● **TASK PROMPT**
Reproduce each entry exactly as it reads. Leave the images out.

Collected data:
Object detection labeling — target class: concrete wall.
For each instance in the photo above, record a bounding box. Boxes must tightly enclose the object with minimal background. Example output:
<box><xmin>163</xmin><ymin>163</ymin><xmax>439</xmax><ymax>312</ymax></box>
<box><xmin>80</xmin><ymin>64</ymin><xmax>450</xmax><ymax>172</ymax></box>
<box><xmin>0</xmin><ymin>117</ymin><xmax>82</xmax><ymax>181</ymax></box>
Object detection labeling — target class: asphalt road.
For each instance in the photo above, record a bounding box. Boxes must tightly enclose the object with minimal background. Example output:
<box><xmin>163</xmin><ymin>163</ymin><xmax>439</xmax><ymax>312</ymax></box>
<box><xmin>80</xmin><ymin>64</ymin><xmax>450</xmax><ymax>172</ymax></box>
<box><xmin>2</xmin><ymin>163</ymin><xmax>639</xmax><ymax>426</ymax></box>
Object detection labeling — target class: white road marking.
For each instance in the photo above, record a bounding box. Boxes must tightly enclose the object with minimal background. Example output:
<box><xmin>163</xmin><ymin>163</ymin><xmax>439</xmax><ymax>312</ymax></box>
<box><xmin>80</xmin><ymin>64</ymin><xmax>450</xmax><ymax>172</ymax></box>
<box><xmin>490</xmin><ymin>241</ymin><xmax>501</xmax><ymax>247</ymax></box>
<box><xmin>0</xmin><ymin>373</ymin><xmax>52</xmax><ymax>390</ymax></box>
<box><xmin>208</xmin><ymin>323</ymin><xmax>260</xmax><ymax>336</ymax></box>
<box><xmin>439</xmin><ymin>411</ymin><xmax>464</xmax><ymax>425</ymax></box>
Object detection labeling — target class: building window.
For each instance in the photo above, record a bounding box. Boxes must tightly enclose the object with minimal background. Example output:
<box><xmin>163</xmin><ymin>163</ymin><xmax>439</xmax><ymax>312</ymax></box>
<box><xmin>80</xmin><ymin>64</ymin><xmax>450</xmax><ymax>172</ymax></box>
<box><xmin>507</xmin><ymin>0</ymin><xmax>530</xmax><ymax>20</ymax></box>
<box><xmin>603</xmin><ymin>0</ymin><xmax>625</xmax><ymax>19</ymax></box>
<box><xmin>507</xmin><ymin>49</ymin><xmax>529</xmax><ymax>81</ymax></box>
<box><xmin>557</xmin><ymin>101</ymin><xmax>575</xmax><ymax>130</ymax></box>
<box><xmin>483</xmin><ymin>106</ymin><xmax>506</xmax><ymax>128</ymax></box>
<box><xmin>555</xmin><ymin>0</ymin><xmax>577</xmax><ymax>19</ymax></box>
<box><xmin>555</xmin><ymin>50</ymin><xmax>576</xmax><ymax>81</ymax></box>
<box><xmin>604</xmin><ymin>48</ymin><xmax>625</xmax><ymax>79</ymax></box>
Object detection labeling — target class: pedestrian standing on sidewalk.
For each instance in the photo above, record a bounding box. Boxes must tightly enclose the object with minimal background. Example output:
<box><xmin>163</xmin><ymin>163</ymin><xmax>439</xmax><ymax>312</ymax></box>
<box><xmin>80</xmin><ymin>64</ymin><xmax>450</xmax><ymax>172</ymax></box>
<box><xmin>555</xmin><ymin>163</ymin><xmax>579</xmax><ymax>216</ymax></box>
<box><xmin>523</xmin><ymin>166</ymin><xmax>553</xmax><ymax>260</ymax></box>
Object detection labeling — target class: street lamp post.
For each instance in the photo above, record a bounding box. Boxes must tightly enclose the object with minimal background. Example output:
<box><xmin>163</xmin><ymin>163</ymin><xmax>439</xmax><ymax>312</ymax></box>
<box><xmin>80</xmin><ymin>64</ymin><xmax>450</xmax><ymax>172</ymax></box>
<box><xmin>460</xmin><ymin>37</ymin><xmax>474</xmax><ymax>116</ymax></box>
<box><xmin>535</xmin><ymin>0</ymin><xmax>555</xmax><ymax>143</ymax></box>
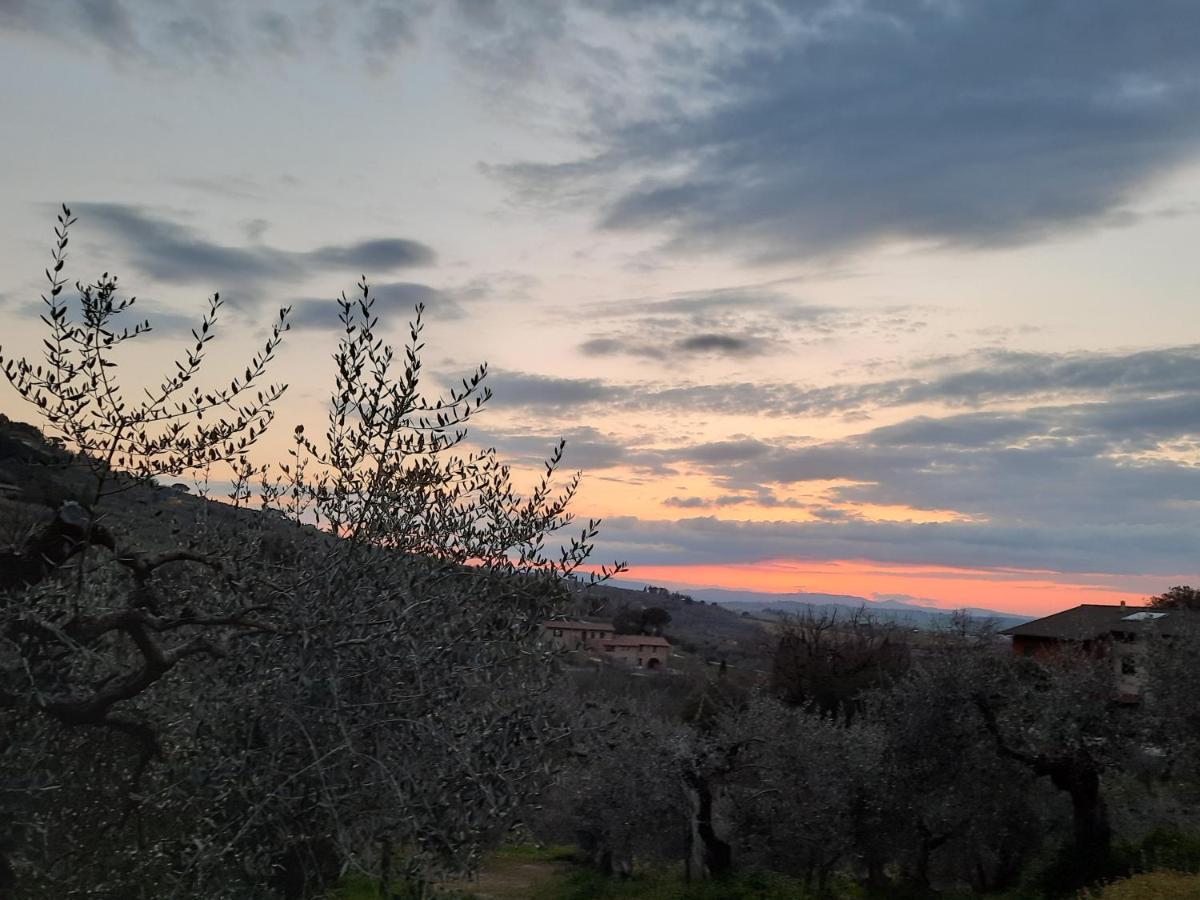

● **SOLVED EXERCISE**
Object detection labeling — target class: concrete wall.
For each instance in the photo above, record a bounding box. Boxes must tightly enclose the object with minimal background. Example output:
<box><xmin>163</xmin><ymin>163</ymin><xmax>439</xmax><ymax>312</ymax></box>
<box><xmin>80</xmin><ymin>64</ymin><xmax>450</xmax><ymax>172</ymax></box>
<box><xmin>0</xmin><ymin>117</ymin><xmax>82</xmax><ymax>181</ymax></box>
Object detection labeling — target class: asphalt road.
For each instance in the photo above, record a bounding box. Boxes must tightly enclose the object with minimal background. Example output:
<box><xmin>163</xmin><ymin>163</ymin><xmax>439</xmax><ymax>312</ymax></box>
<box><xmin>80</xmin><ymin>64</ymin><xmax>450</xmax><ymax>172</ymax></box>
<box><xmin>2</xmin><ymin>163</ymin><xmax>639</xmax><ymax>426</ymax></box>
Object detection labeling — target class: white road marking.
For each instance in the photo above, record a bounding box. Boxes must tightly enclose the object with minimal background. Example output:
<box><xmin>163</xmin><ymin>163</ymin><xmax>439</xmax><ymax>312</ymax></box>
<box><xmin>80</xmin><ymin>64</ymin><xmax>450</xmax><ymax>172</ymax></box>
<box><xmin>490</xmin><ymin>241</ymin><xmax>501</xmax><ymax>247</ymax></box>
<box><xmin>0</xmin><ymin>373</ymin><xmax>52</xmax><ymax>390</ymax></box>
<box><xmin>208</xmin><ymin>323</ymin><xmax>260</xmax><ymax>336</ymax></box>
<box><xmin>439</xmin><ymin>411</ymin><xmax>464</xmax><ymax>425</ymax></box>
Object detection labeling — target class: building window.
For each instance in the photo above, record a bounding box. Boxes must tightly enclose the object with minimal background. Example output:
<box><xmin>163</xmin><ymin>163</ymin><xmax>439</xmax><ymax>312</ymax></box>
<box><xmin>80</xmin><ymin>64</ymin><xmax>450</xmax><ymax>172</ymax></box>
<box><xmin>507</xmin><ymin>0</ymin><xmax>530</xmax><ymax>20</ymax></box>
<box><xmin>603</xmin><ymin>0</ymin><xmax>625</xmax><ymax>19</ymax></box>
<box><xmin>507</xmin><ymin>49</ymin><xmax>529</xmax><ymax>81</ymax></box>
<box><xmin>557</xmin><ymin>101</ymin><xmax>575</xmax><ymax>130</ymax></box>
<box><xmin>483</xmin><ymin>106</ymin><xmax>506</xmax><ymax>128</ymax></box>
<box><xmin>555</xmin><ymin>0</ymin><xmax>577</xmax><ymax>19</ymax></box>
<box><xmin>555</xmin><ymin>50</ymin><xmax>576</xmax><ymax>81</ymax></box>
<box><xmin>604</xmin><ymin>48</ymin><xmax>625</xmax><ymax>79</ymax></box>
Object detection labeling — target class: pedestrian standing on sidewalk.
For each instance in the photo above, record a bounding box. Boxes must tightly enclose the object with minimal background. Example output:
<box><xmin>163</xmin><ymin>163</ymin><xmax>439</xmax><ymax>312</ymax></box>
<box><xmin>80</xmin><ymin>64</ymin><xmax>450</xmax><ymax>172</ymax></box>
<box><xmin>555</xmin><ymin>163</ymin><xmax>579</xmax><ymax>216</ymax></box>
<box><xmin>523</xmin><ymin>166</ymin><xmax>553</xmax><ymax>260</ymax></box>
Object detection labeling — target class: street lamp post.
For each instance in the photo above, record a bounding box. Boxes must tightly enclose the object with minimal background. Example output:
<box><xmin>163</xmin><ymin>163</ymin><xmax>439</xmax><ymax>312</ymax></box>
<box><xmin>80</xmin><ymin>64</ymin><xmax>450</xmax><ymax>172</ymax></box>
<box><xmin>460</xmin><ymin>37</ymin><xmax>474</xmax><ymax>116</ymax></box>
<box><xmin>535</xmin><ymin>0</ymin><xmax>555</xmax><ymax>143</ymax></box>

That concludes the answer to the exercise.